▸ TASK DETAILS
Give the material as a JSON list of strings with one string per line, skipping blank lines. Start at the line containing "Could you please mark the sky" and continue to the end of the material.

[Entries for pointing and labeling]
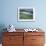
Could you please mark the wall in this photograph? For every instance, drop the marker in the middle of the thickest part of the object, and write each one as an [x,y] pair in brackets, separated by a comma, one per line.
[8,13]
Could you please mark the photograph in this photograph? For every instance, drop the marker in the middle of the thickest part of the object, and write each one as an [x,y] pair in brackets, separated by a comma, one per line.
[26,14]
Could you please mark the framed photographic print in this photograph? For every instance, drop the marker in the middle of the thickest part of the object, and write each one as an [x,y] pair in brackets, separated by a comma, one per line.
[26,14]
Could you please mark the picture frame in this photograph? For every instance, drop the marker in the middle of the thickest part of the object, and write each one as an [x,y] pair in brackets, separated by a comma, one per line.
[26,14]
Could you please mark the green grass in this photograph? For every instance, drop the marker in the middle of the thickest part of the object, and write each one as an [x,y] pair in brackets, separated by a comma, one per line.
[25,16]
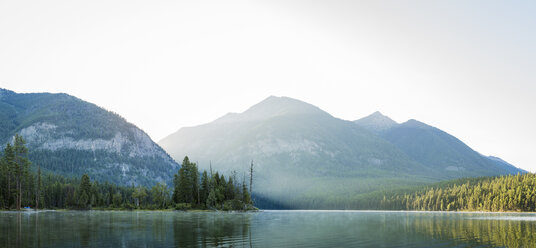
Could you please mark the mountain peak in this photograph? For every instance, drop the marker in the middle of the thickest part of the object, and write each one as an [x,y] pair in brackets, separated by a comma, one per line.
[271,107]
[376,122]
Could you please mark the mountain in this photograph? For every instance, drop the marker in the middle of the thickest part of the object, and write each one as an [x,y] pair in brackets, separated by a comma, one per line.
[306,158]
[303,156]
[71,137]
[437,149]
[376,122]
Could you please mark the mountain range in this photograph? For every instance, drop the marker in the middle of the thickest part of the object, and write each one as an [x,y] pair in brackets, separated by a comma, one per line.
[68,136]
[304,157]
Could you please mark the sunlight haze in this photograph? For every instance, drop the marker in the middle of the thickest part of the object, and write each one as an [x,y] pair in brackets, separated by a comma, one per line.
[468,68]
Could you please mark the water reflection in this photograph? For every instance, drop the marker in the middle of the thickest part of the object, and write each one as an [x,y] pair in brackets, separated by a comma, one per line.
[265,229]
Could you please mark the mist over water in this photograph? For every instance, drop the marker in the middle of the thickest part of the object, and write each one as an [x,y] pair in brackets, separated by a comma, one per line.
[266,229]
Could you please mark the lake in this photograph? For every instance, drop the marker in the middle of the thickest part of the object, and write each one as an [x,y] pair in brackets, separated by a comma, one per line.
[266,229]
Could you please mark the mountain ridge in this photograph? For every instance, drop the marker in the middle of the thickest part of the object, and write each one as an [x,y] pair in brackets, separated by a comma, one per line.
[304,156]
[69,136]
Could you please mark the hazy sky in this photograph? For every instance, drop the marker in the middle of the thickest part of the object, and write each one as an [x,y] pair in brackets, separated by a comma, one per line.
[467,67]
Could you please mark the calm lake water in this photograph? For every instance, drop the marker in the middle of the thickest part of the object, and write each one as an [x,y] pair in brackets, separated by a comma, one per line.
[266,229]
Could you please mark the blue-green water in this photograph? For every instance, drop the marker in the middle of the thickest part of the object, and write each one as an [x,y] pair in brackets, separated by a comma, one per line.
[266,229]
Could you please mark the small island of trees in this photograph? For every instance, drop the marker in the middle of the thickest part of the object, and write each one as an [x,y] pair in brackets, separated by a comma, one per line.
[22,186]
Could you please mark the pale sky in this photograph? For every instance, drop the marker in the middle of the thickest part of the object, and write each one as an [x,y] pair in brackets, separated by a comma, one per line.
[466,67]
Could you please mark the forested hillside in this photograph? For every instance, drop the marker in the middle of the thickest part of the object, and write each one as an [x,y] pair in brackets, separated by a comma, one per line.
[23,185]
[504,193]
[71,137]
[306,158]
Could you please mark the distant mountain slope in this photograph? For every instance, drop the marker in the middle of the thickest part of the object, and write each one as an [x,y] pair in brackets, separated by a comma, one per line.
[302,154]
[69,136]
[306,158]
[376,122]
[439,150]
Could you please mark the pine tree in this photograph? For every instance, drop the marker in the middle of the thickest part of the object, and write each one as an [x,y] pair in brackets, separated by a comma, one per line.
[21,166]
[38,188]
[204,188]
[84,191]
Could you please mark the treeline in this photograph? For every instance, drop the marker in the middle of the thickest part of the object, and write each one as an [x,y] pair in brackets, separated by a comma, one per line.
[504,193]
[23,186]
[213,191]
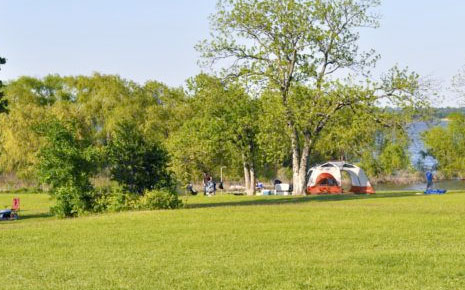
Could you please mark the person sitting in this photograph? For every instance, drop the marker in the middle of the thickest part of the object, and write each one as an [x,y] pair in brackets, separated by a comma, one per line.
[190,189]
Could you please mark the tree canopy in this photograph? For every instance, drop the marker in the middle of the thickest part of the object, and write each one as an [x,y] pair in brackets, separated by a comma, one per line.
[299,49]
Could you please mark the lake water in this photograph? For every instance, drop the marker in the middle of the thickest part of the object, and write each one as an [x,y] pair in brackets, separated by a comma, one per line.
[444,184]
[417,146]
[415,149]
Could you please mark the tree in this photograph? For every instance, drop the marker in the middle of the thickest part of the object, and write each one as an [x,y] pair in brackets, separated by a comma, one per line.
[295,47]
[32,102]
[447,145]
[458,84]
[3,102]
[66,163]
[136,163]
[222,132]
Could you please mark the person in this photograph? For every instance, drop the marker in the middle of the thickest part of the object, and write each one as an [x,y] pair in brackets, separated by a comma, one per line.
[429,180]
[190,189]
[206,178]
[210,188]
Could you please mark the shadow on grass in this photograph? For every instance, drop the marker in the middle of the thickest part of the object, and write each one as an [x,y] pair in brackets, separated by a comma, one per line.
[297,200]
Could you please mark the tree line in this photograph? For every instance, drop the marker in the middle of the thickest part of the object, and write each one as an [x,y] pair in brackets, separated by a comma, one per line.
[292,89]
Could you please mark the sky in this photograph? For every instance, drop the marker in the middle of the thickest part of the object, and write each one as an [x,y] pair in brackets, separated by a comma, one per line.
[155,39]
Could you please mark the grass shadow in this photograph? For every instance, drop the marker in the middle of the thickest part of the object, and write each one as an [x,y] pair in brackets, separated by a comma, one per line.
[298,200]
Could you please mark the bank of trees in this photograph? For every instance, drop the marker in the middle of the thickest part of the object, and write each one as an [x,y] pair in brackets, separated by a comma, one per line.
[298,93]
[296,49]
[211,124]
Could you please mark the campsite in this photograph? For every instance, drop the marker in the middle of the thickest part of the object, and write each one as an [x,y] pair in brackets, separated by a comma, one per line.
[232,144]
[387,240]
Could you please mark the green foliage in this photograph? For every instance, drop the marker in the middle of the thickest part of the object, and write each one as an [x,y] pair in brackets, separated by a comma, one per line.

▸ RESPONSE TO THIS TASK
[
  "Could you please mark the sky in this photograph? For every instance, drop the marker in the middle of the thickest part of the object, and write each one as an [x,y] pair in brackets, separated by a comma, one per line.",
  "[155,39]",
  "Could you please mark the grass shadow in this photograph? For every instance, drop the marker in the middle of the thickest part of the object, and write each one as an [x,y] pair in brackets, separated by a comma, one per line.",
  "[298,200]",
  "Could you please mark the bank of trees in this photograph? For every instance, drop the marker in the middle of the thickest part of the object, and write each one as an [x,y] pair in brackets, separated by a comma, one per line.",
  "[298,93]",
  "[296,49]",
  "[211,124]",
  "Could you please mark the campsite in this photograph? For every instance, drop the marker in the middle of the thickest part of the object, and write each one as an [x,y] pair in brackets, separated by a comma, one per line.",
  "[232,144]",
  "[387,240]",
  "Could you please mark the green foliage in this photograph? For every instance, drop the marker in the middle of the thickest part of the object, and write each one as an [x,y] pair in brackets, separated by a comma, one per line."
]